Entries taken from a collection:
== Segment start ==

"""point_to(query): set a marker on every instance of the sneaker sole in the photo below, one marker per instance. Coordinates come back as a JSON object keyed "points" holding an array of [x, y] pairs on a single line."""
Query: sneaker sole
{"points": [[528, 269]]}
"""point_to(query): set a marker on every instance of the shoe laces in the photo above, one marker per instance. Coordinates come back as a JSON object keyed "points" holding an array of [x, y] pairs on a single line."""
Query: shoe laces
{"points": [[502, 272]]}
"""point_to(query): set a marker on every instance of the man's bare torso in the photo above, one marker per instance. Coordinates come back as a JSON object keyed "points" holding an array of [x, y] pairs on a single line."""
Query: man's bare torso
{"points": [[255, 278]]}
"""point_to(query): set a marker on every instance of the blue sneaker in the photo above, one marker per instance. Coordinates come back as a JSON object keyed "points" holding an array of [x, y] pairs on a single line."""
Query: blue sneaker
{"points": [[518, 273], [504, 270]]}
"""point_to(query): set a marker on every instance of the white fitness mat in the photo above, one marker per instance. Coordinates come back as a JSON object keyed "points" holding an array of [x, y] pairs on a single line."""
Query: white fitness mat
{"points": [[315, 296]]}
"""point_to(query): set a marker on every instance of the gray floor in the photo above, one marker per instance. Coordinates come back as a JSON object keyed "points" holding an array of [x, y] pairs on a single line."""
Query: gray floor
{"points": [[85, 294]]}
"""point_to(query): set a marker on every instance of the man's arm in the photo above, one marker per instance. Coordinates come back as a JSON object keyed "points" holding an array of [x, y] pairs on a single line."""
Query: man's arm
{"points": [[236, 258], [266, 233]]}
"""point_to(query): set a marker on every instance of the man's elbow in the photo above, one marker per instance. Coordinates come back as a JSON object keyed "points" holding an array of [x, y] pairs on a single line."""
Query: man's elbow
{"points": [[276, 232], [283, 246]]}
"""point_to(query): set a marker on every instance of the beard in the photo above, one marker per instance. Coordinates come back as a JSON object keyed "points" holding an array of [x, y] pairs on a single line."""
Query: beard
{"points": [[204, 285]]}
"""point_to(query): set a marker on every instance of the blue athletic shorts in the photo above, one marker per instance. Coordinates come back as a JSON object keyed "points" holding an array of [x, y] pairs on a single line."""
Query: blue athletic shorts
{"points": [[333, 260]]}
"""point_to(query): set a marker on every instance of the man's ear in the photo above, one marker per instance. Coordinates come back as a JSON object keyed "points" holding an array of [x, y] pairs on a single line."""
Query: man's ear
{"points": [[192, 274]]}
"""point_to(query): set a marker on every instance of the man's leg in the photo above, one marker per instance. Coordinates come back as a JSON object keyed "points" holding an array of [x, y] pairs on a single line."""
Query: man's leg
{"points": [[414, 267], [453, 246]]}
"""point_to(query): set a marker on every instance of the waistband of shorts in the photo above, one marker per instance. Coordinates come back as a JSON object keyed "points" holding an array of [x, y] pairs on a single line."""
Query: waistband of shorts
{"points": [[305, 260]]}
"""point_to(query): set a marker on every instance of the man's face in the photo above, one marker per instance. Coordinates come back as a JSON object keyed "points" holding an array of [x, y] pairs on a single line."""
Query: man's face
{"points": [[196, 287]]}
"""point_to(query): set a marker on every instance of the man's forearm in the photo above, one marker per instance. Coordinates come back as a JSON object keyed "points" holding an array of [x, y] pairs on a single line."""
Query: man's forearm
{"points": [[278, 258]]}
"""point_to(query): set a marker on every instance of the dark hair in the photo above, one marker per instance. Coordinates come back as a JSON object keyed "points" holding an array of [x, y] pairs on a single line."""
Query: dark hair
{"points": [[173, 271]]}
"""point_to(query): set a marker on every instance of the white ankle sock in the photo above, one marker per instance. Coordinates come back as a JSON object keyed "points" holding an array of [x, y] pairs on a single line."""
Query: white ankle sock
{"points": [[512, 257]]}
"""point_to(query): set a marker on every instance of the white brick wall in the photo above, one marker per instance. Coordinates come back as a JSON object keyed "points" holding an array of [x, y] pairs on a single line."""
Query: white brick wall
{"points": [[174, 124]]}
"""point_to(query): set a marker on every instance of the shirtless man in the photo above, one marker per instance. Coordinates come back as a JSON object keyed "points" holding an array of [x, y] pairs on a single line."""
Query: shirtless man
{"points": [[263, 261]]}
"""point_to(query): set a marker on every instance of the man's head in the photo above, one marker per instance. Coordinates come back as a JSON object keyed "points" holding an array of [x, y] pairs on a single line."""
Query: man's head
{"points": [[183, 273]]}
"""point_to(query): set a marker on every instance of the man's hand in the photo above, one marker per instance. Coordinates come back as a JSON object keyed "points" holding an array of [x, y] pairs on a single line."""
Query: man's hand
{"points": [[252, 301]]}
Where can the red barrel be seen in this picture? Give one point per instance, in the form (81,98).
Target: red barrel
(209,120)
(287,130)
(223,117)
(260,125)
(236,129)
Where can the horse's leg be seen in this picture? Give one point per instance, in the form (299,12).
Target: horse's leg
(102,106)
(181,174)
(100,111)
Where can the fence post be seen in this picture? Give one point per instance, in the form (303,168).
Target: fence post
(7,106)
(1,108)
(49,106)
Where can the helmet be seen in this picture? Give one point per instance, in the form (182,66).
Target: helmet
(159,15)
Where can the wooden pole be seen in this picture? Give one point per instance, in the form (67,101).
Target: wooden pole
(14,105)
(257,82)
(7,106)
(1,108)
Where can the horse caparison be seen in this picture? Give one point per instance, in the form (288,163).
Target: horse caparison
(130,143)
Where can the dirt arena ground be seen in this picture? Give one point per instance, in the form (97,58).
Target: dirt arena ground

== Segment end ==

AIM OF THE TASK: For the word "dirt", return every line of the records that holds it.

ANSWER BELOW:
Where can the dirt arena ground be seen in this picture? Give one point per instance, in the form (97,58).
Target: dirt arena ground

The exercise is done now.